**Saved data entries**

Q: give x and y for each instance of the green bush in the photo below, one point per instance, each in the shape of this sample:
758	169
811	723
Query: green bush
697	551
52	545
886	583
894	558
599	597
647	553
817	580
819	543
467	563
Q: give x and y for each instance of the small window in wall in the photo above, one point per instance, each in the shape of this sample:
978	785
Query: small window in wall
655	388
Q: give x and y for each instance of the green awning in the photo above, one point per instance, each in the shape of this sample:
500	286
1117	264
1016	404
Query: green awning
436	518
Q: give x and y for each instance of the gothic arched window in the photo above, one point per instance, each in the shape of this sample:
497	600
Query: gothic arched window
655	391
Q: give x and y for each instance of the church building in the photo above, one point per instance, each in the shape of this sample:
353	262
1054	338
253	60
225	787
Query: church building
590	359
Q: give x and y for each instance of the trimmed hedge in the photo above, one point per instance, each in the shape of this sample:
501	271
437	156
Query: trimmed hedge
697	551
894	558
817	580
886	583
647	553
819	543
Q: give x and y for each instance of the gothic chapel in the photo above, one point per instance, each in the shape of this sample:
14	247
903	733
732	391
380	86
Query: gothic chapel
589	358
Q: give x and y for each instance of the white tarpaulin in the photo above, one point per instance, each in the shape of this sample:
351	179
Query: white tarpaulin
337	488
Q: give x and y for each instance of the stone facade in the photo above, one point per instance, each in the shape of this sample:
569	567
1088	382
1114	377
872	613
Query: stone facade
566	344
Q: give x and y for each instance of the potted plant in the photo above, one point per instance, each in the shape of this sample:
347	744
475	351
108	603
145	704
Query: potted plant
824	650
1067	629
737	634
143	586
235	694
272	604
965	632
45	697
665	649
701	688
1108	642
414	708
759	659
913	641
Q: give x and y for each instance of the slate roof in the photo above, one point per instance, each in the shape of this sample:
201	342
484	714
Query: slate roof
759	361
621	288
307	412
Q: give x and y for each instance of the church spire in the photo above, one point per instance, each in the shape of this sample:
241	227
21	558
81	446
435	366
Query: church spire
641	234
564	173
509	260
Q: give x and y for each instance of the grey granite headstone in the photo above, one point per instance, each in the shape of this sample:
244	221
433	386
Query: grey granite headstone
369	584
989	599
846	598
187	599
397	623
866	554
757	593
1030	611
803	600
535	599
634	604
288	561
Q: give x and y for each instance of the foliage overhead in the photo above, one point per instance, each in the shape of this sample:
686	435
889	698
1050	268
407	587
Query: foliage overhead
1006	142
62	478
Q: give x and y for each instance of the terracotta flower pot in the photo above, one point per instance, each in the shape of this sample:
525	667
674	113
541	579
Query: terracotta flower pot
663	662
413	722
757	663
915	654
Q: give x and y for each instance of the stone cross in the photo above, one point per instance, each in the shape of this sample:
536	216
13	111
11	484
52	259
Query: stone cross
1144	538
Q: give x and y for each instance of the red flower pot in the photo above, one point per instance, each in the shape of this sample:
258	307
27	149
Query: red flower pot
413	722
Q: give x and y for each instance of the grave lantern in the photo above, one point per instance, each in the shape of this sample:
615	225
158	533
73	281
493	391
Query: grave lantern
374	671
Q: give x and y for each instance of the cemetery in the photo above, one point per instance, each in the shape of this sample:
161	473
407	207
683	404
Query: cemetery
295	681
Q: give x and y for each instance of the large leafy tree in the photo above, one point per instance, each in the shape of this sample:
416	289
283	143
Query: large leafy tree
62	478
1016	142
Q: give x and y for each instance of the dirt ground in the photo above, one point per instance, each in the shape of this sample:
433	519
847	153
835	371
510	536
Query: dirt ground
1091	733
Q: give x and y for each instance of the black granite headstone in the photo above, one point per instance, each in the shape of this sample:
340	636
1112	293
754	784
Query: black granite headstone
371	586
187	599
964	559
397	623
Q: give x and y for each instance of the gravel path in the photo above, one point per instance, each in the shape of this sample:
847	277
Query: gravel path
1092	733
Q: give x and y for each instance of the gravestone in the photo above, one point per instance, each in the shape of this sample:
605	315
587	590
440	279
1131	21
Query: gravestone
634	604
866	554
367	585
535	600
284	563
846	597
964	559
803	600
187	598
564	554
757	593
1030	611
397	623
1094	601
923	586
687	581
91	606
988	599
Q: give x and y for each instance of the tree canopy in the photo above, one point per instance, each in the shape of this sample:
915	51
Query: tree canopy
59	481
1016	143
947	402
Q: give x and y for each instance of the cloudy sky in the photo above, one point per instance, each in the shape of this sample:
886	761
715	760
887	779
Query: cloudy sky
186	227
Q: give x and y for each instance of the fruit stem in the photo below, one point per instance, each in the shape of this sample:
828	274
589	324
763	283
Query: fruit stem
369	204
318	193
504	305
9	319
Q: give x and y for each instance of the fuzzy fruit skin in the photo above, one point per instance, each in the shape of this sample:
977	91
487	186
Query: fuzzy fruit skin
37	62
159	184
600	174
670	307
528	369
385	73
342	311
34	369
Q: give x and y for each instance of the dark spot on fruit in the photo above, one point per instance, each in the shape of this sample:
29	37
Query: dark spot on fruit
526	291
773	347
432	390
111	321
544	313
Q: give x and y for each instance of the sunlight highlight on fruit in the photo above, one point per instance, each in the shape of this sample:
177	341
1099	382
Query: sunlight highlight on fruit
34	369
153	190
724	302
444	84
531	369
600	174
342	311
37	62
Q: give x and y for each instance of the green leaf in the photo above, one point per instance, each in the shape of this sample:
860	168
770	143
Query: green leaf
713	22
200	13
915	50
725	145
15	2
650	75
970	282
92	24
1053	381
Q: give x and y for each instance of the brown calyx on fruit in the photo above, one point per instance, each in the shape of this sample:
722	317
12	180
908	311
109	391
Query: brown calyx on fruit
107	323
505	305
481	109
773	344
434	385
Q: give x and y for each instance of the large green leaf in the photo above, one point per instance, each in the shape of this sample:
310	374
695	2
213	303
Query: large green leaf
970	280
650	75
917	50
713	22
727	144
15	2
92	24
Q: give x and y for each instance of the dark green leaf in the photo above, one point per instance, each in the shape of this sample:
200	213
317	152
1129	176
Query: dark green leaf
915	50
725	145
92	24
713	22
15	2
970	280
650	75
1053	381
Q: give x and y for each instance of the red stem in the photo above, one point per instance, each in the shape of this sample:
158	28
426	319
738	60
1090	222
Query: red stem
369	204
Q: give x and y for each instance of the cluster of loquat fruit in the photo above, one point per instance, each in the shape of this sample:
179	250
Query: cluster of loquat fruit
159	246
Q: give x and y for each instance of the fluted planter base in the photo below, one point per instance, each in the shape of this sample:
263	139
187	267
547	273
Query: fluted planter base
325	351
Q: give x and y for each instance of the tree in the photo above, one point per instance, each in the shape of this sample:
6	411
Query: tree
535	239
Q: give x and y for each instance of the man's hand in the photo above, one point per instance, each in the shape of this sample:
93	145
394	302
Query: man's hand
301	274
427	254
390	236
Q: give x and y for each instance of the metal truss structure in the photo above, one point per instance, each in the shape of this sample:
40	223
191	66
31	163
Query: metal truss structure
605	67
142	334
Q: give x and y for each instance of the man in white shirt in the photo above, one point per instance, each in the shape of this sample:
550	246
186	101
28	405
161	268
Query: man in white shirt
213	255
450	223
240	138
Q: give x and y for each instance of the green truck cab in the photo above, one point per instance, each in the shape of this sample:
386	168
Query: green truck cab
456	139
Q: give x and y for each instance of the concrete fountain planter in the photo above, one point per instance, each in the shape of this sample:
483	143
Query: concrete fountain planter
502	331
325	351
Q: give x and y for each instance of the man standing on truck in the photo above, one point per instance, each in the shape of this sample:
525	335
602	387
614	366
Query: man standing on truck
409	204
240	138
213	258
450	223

**What needs to be done**
Reproduce the listing shown above in its entirety, exactly.

**Exercise answer**
Q: give x and y for each instance of the green bush in the photo below, one point per instance, each in the shape of this sample:
758	169
811	723
Query: green bush
697	551
52	545
886	583
894	558
599	597
647	553
817	580
819	543
467	563
Q: give x and y for each instance of the small window in wall in the photo above, one point per instance, each in the shape of this sample:
978	785
Query: small window in wall
655	388
Q: give x and y for each instance of the green awning in the photo above, one point per instance, each in the shape of this sample:
500	286
1117	264
1016	404
Query: green awning
436	518
Q: give x and y for each instance of the gothic arched window in the photo above, one point per instance, each in the shape of this sample:
497	600
Query: gothic arched window
655	391
Q: give x and y for each instance of the church building in the photo above, one point per instance, each in the shape of this sample:
353	262
1054	338
253	60
225	787
Query: church building
590	359
Q: give x and y for each instance of the trimmed hedge in the photo above, one point per instance, each in the shape of this sample:
501	271
437	156
Query: trimmed hedge
697	551
894	558
817	580
886	583
647	553
819	543
Q: give x and y for each instance of the gothic chapel in the photo above, one point per instance, each in the shape of this sample:
14	247
903	733
732	391
380	86
Query: gothic chapel
589	358
Q: give x and y for each instance of the white tarpaulin in the photo above, one point per instance, each in the shape of this sample:
351	179
Query: white tarpaulin
337	488
Q: give x and y for each instance of the stone facade in the photo above, one point per instance, each in the shape of this sample:
569	567
1088	382
1114	377
872	613
Query: stone facade
566	344
Q: give x and y for each instance of the potted plant in the photo above, one point per instance, each in the shape of this sample:
347	744
475	351
108	603
145	704
Query: potted plant
824	650
1067	629
737	634
143	586
235	694
272	604
965	632
45	697
665	649
701	688
1108	642
414	708
759	659
913	641
Q: give x and y for each instance of the slate roof in the photo above, one point per instance, each in the shape of this sample:
201	342
484	714
Query: slate roof
759	361
621	288
307	412
Q: give x and y for each instance of the church spire in the photo above, one point per instance, each in the shape of this sample:
241	227
21	558
81	446
435	366
Query: church spire
641	234
564	173
509	260
Q: give x and y for each instance of the grey granite headstone in the photo above, one point per instance, each in the shape of this sample:
244	221
433	386
Query: grey granite headstone
369	584
989	599
846	598
187	599
397	623
866	554
757	593
1030	611
803	600
535	599
634	604
288	561
Q: give x and y for each instance of the foliage overhead in the photo above, one point per instance, each in the shape of this sample:
686	435
889	698
1050	268
407	587
Query: foliage overhead
1006	142
62	478
Q: give x and y for each instance of the terracotta flower pot in the photo above, one point per instance, each in the shape of this sample:
525	667
674	113
541	579
Query: terracotta flower pot
663	662
413	722
757	663
915	654
Q: give x and y for each instance of the stone cross in the photo above, one point per instance, each in the shape of this sample:
536	216
13	111
11	484
52	259
Query: stone cross
1144	538
Q: give x and y for each instance of the red flower pot in the photo above, one point per instance, each in the shape of this sample:
258	307
27	149
Query: red flower pot
413	722
Q: give x and y for each instance of the grave lantern in the photo above, one point per instance, each in the shape of this sample:
615	225
158	533
73	281
493	391
Query: grave lantern
374	671
Q: give x and y for each instance of the cemetery in the photo above, one point per instance, each in the shape of this sample:
161	473
407	207
683	404
Query: cemetery
295	681
Q: give x and y for each instance of the large leafy tree in the photo above, one point per instance, each in the shape of this sample:
416	289
283	143
Query: large leafy tree
62	478
1016	142
Q: give x and y for each instance of the dirt ground in the photo above, one point per instance, each in the shape of this sample:
433	519
847	153
835	371
510	536
Query: dirt ground
1091	733
Q: give x and y for each instance of the black granite headstone in the photo above, one point per instance, each in the shape of this sample:
340	636
1112	293
754	784
Query: black granite headstone
371	586
187	599
964	559
397	623
Q: give x and y for each instance of the gravel path in the photo above, one point per instance, each in the shape of this sample:
847	277
Query: gravel path
1092	733
Q: give x and y for each instance of the gravestone in the photo above, one point per instance, each in the shape of this sample:
605	315
587	590
440	279
1131	21
Query: gravestone
634	604
866	554
367	585
535	600
284	563
846	597
964	559
803	600
187	598
564	554
757	593
1030	611
397	623
1094	601
923	586
687	581
91	606
988	599
Q: give x and y for each instance of the tree canopy in the photo above, one point per instance, each in the shape of this sample:
915	51
Query: tree canopy
59	481
1016	143
947	402
Q: give x and y for each instance of the cloudy sky in the photo above, one point per instance, each in the shape of this sample:
886	761
715	760
887	779
Query: cloudy sky
186	227
Q: give x and y for each instance of the fruit stem in the photo below, one point per instance, each in the shape of this sample:
828	274
589	324
763	283
Query: fruit stem
369	204
318	193
504	305
9	319
Q: give x and y for each instance of the fuzzy fruit skin in the photo above, one point per instance, each in the shape of this sample:
977	91
487	186
Query: fuzzy fruit skin
37	62
159	184
600	174
670	307
528	369
385	73
342	311
34	369
Q: give x and y for each instance of the dark spot on fruit in the photo above, one point per instance, each in the shape of this sample:
29	37
Query: dark spot on fruit
526	291
773	347
432	390
111	321
544	313
Q: give x and y for each instance of the sunlight highlight on fruit in the photo above, one point per instance, each in the shape of this sample:
177	341
1099	382
Query: sunlight highlight on fruit
34	369
153	190
724	302
444	84
531	369
600	174
342	311
37	62
Q: give x and y for each instance of the green leaf in the photo above, one point per instance, each in the shape of this sample:
860	168
770	143
Query: green leaf
713	22
200	13
915	50
725	145
15	2
650	75
970	282
92	24
1053	381
Q: give x and y for each instance of the brown calyx on fruit in the photo above, one point per instance, each in the shape of this sample:
722	317
12	180
908	311
109	391
Query: brown calyx on fruit
107	323
505	305
481	109
773	344
434	385
Q: give x and y for each instance of the large green leaf in the photo above, one point per instance, each in the shape of this sample:
310	374
695	2
213	303
Query: large green leaf
970	280
650	75
917	50
713	22
727	144
15	2
92	24
Q: give x and y for each instance of the dark green leaf in the photo above, one point per instance, each in the shape of this sample:
200	213
317	152
1129	176
Query: dark green leaf
915	50
725	145
92	24
713	22
15	2
970	280
650	75
1053	381
Q: give x and y for each instance of the red stem in the photo above, one point per instance, each in the shape of this sample:
158	28
426	319
738	60
1090	222
Query: red stem
369	204
Q: give x and y for each instance of the cluster of loquat fruit in the photo above, one point per instance, each in the shape of this sample:
179	250
Query: cluster of loquat fruit
159	246
Q: give x and y for each instance of the fluted planter base in the photo below, one point per instance, each in the shape of this sample:
263	139
187	267
547	273
Query: fluted planter base
325	351
Q: give x and y for each instance of the tree in the photo above, one point per instance, each in the shape of this sample:
6	411
Query: tree
535	239
Q: give x and y for each instance of the man's hand in the photo above, one point per instance, each in the shape of this sample:
93	145
394	302
Query: man's hand
301	274
427	254
390	236
Q: give x and y for each instance of the metal truss structure in the photo above, one point per instance, each in the shape of this sample:
40	223
191	66
31	163
Query: metal truss structure
605	67
142	334
Q: give x and y for each instance of the man in white shirt in the photo above, one point per instance, each in the shape of this sample:
550	246
186	101
28	405
161	268
Query: man in white shirt
213	255
450	223
240	138
Q: give x and y for each instance of the green truck cab in the photo above, one point per instance, each in the shape of this sample:
386	168
Query: green truck cab
456	139
Q: give x and y for each instance of the concrete fountain planter in the photo above, one point per instance, each in the shape of this sample:
483	143
Query: concrete fountain planter
502	331
325	351
Q: give x and y for each instance of the man standing on truck in the photo above, one point per instance, each in the shape of this sample:
525	335
602	387
614	366
Query: man standing on truck
409	204
240	138
213	258
450	223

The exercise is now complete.